§ **Excerpt from a dataset**:
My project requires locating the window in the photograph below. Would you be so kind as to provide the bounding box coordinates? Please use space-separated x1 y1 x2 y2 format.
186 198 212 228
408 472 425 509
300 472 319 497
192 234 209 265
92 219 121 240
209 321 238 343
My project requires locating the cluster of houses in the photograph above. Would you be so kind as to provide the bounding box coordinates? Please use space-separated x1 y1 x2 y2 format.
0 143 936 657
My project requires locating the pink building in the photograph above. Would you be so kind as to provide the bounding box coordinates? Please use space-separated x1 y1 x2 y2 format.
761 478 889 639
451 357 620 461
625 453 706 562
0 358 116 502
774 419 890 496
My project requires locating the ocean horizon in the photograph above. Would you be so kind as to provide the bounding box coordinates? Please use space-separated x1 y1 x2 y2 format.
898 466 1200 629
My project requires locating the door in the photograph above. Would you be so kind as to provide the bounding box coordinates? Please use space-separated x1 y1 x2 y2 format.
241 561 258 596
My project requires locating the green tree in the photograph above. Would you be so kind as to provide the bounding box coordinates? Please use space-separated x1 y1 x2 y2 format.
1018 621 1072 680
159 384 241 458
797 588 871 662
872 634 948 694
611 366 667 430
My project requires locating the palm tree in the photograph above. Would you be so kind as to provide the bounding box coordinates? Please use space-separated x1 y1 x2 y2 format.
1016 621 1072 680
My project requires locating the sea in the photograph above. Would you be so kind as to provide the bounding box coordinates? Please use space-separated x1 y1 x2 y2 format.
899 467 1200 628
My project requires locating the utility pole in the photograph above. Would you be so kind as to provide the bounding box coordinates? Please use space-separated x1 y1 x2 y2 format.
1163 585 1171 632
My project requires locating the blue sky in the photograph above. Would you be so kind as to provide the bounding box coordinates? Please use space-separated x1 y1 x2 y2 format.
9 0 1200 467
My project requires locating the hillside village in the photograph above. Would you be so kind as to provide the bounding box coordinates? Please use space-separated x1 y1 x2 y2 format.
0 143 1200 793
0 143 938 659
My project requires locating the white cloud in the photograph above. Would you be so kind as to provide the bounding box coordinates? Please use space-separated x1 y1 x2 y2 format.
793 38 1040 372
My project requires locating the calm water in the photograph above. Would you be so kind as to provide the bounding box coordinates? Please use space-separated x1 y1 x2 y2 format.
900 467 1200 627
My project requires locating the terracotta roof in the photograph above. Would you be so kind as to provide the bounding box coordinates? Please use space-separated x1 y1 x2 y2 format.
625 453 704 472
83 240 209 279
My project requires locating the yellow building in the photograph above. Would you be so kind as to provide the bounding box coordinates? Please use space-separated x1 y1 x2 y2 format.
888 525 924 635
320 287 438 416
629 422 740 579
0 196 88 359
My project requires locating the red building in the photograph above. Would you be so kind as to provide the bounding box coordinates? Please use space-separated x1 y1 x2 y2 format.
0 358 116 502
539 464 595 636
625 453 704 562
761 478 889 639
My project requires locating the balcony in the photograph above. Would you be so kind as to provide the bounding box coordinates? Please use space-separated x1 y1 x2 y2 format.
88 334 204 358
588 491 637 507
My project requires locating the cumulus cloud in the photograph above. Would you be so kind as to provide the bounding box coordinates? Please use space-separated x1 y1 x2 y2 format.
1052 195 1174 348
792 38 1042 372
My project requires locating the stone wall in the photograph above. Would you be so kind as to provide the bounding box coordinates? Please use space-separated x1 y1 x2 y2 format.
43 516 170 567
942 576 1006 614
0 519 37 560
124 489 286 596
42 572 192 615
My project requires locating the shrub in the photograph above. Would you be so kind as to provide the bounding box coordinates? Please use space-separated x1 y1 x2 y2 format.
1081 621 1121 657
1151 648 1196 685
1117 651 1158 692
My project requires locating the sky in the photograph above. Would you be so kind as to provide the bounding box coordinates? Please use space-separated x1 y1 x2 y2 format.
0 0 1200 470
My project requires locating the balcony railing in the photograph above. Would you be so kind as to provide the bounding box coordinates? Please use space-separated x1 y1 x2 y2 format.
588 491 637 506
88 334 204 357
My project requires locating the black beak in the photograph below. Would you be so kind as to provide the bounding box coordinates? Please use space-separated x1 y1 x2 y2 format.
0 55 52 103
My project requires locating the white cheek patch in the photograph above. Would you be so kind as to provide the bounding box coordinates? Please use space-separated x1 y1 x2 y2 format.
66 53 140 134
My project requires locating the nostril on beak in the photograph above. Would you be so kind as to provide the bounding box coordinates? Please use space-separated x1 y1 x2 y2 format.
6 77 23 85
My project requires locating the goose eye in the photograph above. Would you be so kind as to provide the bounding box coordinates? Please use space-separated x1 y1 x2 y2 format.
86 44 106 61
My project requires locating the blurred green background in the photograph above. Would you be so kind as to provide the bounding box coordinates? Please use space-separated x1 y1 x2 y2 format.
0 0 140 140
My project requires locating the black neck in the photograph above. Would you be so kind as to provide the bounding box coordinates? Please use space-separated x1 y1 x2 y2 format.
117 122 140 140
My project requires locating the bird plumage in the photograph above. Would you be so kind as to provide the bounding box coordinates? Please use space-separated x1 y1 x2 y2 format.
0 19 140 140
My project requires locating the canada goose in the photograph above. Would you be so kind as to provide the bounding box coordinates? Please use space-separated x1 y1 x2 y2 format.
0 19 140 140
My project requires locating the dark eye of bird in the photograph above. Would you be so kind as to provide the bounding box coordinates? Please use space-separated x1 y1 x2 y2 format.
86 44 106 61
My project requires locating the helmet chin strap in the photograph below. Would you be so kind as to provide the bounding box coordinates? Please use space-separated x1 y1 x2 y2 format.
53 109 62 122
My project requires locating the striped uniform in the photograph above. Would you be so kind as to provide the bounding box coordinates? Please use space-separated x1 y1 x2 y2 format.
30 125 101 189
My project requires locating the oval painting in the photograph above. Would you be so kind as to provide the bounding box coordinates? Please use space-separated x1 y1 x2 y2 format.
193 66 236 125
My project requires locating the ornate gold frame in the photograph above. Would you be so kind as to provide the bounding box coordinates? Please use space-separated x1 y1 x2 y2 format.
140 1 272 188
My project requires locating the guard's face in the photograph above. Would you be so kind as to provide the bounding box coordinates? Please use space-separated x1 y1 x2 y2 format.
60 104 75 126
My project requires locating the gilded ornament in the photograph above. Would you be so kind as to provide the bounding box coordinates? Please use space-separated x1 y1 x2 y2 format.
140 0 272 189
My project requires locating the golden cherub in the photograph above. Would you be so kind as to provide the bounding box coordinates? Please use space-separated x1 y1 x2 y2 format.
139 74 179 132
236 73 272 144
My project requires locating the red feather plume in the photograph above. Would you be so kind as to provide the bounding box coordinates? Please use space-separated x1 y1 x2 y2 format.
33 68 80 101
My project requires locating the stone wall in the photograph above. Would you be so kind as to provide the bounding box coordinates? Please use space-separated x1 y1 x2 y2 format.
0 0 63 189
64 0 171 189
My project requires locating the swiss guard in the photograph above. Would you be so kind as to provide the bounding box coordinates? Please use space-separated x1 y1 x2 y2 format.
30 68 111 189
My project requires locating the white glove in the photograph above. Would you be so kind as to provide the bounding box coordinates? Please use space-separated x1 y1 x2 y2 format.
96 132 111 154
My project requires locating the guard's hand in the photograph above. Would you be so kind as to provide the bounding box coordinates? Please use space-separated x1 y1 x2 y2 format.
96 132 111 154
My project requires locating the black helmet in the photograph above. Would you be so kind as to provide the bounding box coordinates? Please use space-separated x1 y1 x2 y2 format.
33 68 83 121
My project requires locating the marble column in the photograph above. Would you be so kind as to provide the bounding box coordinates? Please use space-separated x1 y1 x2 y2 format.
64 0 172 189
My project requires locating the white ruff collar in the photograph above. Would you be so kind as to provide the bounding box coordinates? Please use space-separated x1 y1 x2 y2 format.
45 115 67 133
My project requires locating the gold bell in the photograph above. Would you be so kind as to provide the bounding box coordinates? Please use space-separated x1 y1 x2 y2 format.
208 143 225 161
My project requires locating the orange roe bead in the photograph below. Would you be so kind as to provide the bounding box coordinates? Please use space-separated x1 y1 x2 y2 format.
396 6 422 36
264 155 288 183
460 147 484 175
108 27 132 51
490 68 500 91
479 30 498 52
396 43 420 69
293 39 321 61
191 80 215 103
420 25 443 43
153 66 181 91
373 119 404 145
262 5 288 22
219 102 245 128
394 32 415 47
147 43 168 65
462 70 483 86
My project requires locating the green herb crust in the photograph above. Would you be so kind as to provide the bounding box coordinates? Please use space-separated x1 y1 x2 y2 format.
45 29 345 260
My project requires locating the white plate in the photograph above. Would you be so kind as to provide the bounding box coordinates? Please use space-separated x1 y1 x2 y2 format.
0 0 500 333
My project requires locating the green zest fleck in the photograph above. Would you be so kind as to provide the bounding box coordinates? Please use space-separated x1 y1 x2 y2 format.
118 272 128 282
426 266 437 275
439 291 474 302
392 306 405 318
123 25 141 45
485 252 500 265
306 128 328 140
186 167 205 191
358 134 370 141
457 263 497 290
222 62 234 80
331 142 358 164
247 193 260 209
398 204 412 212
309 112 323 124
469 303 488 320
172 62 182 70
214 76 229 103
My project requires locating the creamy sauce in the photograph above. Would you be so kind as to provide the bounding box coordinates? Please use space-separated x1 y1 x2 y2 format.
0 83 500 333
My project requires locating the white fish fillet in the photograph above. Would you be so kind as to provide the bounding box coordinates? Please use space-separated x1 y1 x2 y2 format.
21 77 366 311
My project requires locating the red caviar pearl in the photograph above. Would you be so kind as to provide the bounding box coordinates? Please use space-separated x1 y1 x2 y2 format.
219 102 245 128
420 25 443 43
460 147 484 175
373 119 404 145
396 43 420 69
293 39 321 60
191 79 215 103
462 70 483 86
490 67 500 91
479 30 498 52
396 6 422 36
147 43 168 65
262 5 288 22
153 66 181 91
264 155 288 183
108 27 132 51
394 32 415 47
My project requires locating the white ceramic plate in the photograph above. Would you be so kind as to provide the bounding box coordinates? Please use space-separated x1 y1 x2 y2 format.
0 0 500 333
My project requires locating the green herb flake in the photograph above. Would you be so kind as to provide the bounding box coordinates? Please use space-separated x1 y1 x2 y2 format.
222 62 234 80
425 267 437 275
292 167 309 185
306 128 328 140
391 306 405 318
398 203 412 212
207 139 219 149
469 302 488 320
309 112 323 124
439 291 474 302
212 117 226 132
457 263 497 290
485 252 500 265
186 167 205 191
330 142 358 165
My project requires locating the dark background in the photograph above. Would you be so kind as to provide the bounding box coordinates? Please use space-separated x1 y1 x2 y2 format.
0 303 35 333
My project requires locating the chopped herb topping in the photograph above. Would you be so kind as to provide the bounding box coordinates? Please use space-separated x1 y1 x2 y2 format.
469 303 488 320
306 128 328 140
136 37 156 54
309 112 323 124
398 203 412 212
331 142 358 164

§ **EXERCISE DESCRIPTION**: Copy out the stretch of entries from the line containing "My project requires locating the black helmet" through the line containing "208 143 225 161", including both of those lines.

§ **RESULT OF THIS TASK**:
My project requires locating the black helmet in the photograph above. Would you be so kind as to provide the bounding box coordinates? Please use space-separated x1 y1 x2 y2 format.
33 68 83 121
My project requires locating the marble column in the photograph above. Would you be so kind as to provide the bounding box coordinates? Please use space-separated x1 y1 x2 y2 format.
64 0 172 189
My project requires locating the white ruff collar in the photograph above. Would you be so kind as to provide the bounding box coordinates? Please use space-separated x1 y1 x2 y2 format.
45 115 67 133
My project requires locating the gold bell in the photograph above. Would you be so kind as to provide the bounding box coordinates? Please use space-separated x1 y1 x2 y2 format.
208 143 225 161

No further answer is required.